** Consigne a **
Recopiez à l'identique les entrées ci-dessous, depuis leur tout début jusqu'à la ligne qui contient « column 270, row 1156 », cette ligne comprise.

Mesdames, Messieurs,

Chers amis,

 

Permettez-moi de ne pas faire ce soir un panégyrique du cardinal Jean-Louis TAURAN, mais d’évoquer quelques souvenirs de rencontres que j’ai pu avoir avec lui et ainsi d’expliciter les motifs qui sont les miens d’entrer, en pensant à lui, dans une prière d’action de grâce.

 

J’ai eu l’occasion comme évêque auxiliaire de Grenoble puis comme évêque de Montpellier de rencontrer à Rome Mgr Jean-Louis TAURAN. Mais c’est quand j’ai été nommé archevêque de Bordeaux que nos rencontres ont revêtu alors un caractère plus personnel. Après ma nomination, il m’a dit : « Vous, vous arrivez à Bordeaux, mais moi, je suis bordelais ». On a pu dire de lui que « s’il était le plus romain des bordelais, il était le plus bordelais des romains » ! Certes, il était attaché à Rome, où il a vécu une partie importante de sa vie. C’est à Rome, qu’il a d’ailleurs voulu être enterré. Je me rappelle ses paroles, il y a quelques années, lorsqu’il me confiait : « Les évêques sont enterrés dans la cathédrale de leur diocèse. Ce qui n’est pas le cas des évêques de Curie. Il faut donc que je commence à me préoccuper de ma tombe. Je pense à l’aménager dans mon église cardinalice, (en l’occurrence l’église Saint Apollinaire, près de la place Navone) ». De fait, s’il aimait vivre à Rome, il n’a jamais pourtant oublié Bordeaux, où résidaient sa famille et ses amis, où il avait un appartement. Il y venait régulièrement se reposer, trouvant là un calme et un incognito qui le changeaient de son environnement romain. Avec lui, nous parlions souvent de Bordeaux. Il me demandait des nouvelles de personnes qu’il connaissait et en particulier de prêtres amis.

 

Ordonné prêtre à Bordeaux en 1969, après un temps de ministère paroissial sur la paroisse Sainte-Eulalie, il fut envoyé à Rome pour se former à l’Académie pontificale ecclésiastique, l’École des nonces. Il fait partie de cette tradition de prêtres bordelais diplomates qui s’est poursuivie jusqu’à aujourd’hui. Il s’est mis pleinement au service de l’Église, au service des papes successifs de Jean-Paul II au pape François, en passant par le pape Benoît XVI. Tous ont reconnu ses qualités hors-pair de diplomate et de grand serviteur de l’Église : son intelligence des situations et des personnes, sa culture, son affabilité, sa prudence, sa discrétion, sa fidélité à l’Église et au Saint-Siège. Pendant douze années du pontificat de Jean-Paul II, comme Secrétaire pour les Relations du Saint-Siège avec les États, Mgr TAURAN pilota la diplomatie vaticane face aux secousses de la chute du communisme en Europe de l’Est, aux guerres de Yougoslavie, au génocide rwandais, aux attentats du 11 septembre 2001 et aux deux guerres du Golfe. Attentif à la vie des Églises locales, il fut un infatigable artisan de paix, d’entente entre les peuples, un promoteur des droits de la personne humaine et un défenseur de la liberté religieuse. Parlant avec lui de la situation internationale, j’ai toujours été impressionné par la qualité de son information et la précision de ses analyses.

** Données fournies **
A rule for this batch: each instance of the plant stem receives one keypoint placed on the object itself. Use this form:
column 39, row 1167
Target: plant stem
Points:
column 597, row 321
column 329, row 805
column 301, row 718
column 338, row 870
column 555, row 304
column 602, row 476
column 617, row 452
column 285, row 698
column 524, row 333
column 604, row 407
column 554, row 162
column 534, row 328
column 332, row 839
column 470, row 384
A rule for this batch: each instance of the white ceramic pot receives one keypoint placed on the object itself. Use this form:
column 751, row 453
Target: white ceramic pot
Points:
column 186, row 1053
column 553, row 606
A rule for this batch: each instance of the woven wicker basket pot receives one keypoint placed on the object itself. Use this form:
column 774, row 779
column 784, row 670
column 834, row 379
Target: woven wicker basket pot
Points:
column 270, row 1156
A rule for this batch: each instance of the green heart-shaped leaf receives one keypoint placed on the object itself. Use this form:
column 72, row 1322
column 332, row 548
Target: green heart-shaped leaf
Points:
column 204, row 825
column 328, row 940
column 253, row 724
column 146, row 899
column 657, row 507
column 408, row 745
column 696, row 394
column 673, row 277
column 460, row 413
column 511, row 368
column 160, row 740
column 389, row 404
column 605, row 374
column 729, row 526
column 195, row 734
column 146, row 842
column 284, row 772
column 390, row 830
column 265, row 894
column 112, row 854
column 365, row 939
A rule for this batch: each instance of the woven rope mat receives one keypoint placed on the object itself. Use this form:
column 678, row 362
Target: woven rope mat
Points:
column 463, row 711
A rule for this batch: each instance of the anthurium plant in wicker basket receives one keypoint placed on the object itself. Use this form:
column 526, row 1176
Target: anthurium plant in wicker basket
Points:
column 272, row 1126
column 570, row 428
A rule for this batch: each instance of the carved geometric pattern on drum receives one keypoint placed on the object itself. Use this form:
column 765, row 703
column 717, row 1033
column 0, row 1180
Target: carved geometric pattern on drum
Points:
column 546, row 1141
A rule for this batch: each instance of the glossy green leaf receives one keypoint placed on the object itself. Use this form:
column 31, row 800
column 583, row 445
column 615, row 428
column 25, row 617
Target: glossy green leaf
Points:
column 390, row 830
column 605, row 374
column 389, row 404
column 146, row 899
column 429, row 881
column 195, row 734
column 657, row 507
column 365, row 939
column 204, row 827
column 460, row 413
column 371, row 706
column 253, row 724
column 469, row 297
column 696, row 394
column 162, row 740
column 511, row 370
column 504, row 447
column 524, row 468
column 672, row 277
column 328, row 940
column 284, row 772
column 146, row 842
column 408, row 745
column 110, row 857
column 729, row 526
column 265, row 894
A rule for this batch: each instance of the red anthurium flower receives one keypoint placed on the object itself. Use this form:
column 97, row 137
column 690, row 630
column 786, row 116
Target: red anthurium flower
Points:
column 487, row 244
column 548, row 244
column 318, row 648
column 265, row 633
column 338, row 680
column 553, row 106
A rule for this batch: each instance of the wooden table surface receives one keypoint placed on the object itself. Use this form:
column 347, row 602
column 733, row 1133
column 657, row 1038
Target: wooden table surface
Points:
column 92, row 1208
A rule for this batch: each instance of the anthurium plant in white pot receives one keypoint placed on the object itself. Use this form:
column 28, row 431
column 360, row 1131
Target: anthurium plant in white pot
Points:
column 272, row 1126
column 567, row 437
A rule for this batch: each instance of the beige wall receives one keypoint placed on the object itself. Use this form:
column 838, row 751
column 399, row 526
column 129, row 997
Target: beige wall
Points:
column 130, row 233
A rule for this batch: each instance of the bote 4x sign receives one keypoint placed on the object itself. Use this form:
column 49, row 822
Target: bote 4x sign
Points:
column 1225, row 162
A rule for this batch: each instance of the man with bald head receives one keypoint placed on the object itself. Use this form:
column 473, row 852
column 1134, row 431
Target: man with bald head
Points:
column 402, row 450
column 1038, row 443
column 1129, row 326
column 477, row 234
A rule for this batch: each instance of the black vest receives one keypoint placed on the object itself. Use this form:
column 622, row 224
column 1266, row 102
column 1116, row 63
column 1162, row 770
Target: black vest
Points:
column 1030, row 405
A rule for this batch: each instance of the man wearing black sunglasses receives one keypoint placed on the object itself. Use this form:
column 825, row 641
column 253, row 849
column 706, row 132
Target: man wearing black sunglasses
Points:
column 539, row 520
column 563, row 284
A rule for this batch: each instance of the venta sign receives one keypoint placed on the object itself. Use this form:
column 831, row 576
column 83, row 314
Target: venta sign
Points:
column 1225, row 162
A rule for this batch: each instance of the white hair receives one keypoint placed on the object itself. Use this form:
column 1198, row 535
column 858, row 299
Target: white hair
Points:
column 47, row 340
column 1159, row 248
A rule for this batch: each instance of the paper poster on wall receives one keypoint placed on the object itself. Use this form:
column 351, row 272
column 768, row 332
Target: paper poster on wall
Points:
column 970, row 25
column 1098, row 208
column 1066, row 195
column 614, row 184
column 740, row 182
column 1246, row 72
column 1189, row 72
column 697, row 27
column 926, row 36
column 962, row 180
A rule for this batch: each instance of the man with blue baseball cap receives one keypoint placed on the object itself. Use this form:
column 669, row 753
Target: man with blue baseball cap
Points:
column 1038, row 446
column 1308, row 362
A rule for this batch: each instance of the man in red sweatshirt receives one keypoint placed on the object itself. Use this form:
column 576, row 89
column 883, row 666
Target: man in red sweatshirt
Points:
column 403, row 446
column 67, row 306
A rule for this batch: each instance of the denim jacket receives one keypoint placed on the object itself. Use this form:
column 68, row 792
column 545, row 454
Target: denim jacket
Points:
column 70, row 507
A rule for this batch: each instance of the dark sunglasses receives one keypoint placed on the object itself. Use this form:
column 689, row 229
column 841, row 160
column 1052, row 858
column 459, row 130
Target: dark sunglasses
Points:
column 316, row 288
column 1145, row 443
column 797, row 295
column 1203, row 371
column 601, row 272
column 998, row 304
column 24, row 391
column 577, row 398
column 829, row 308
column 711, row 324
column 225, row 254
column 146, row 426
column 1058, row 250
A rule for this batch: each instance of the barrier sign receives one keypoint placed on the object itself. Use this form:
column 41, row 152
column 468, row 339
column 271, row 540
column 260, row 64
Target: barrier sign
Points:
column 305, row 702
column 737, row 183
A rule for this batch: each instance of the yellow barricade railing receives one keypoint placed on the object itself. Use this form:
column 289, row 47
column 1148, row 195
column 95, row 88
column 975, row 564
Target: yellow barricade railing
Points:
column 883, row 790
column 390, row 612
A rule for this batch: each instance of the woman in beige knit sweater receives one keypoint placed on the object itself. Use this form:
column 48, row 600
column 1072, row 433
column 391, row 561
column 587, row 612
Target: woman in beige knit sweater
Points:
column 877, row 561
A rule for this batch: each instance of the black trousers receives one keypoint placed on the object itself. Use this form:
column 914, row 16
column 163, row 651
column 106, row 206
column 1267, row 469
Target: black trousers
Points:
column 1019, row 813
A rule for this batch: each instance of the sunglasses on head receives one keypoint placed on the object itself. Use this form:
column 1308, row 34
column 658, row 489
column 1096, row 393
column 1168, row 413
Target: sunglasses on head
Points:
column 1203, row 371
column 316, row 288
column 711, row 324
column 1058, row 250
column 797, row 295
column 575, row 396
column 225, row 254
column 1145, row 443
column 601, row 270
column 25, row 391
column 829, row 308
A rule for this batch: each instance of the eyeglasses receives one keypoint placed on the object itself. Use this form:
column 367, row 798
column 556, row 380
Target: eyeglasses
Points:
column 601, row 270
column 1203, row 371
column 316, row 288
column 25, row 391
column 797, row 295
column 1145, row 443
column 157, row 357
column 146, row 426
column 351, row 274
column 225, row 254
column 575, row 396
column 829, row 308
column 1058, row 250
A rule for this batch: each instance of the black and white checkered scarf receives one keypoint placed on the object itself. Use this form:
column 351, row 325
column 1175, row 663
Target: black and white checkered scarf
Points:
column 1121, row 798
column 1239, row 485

** Consigne b **
Poursuivez l'hommage au cardinal Jean-Louis Tauran à partir de sa dernière phrase.

** Réponse a **
A rule for this batch: each instance of the plant stem receives one keypoint placed on the object itself. Use this form:
column 39, row 1167
Target: plant stem
Points:
column 597, row 321
column 329, row 805
column 301, row 718
column 338, row 870
column 555, row 304
column 602, row 476
column 617, row 452
column 285, row 698
column 524, row 333
column 604, row 407
column 554, row 162
column 534, row 328
column 332, row 839
column 470, row 384
A rule for this batch: each instance of the white ceramic pot receives one keypoint placed on the object itself. Use this form:
column 751, row 453
Target: white ceramic pot
Points:
column 186, row 1053
column 553, row 606
A rule for this batch: each instance of the woven wicker basket pot receives one keypoint placed on the object itself. Use this form:
column 774, row 779
column 784, row 670
column 834, row 379
Target: woven wicker basket pot
Points:
column 270, row 1156

** Réponse b **
 

Créé cardinal par le pape Jean-Paul II en 2003, il devait être appelé par son successeur, le pape Benoît XVI, à la tête du Conseil pontifical pour le Dialogue interreligieux, qui venait d’être rétabli. Un discours du pape à Ratisbonne en 2006 sur Religion et violence avait provoqué alors une grande émotion dans le monde musulman. Et donc, en 2007, le pape Benoît XVI faisait appel au cardinal TAURAN pour renouer les liens du dialogue interreligieux, tout particulièrement les relations de l’Église catholique avec les différentes instances musulmanes. Le Conseil pontifical pour le dialogue interreligieux allait ainsi bénéficier de la grande expérience internationale du cardinal et en particulier de son approche du monde arabe. En effet, dès son séjour au Liban comme auditeur de nonciature de 1979 à 1986, il avait manifesté un intérêt pour le Moyen-Orient, ses populations et ses familles religieuses et il continuait à en suivre de près les évolutions.

 

Il fut un artisan résolu du dialogue interreligieux, à une époque où celui-ci devenait plus difficile. Les événements du 11 septembre 2001, à New York, et le développement du terrorisme de groupes politiques se revendiquant de l’Islam allaient amener, ces dernières années, dans certains secteurs de l’opinion des pays occidentaux, des réactions très négatives vis-à-vis du dialogue interreligieux. Ceux qui le pratiquaient n’étaient-ils pas des naïfs ou des traitres ? Le cardinal TAURAN n’a pas été épargné par ces critiques ou ces jugements partisans. Il soulignait avec un certain humour qu’il avait été très surpris de se voir traité d’ « hérétique », lui qui avait toujours été un parfait défenseur de l’orthodoxie catholique.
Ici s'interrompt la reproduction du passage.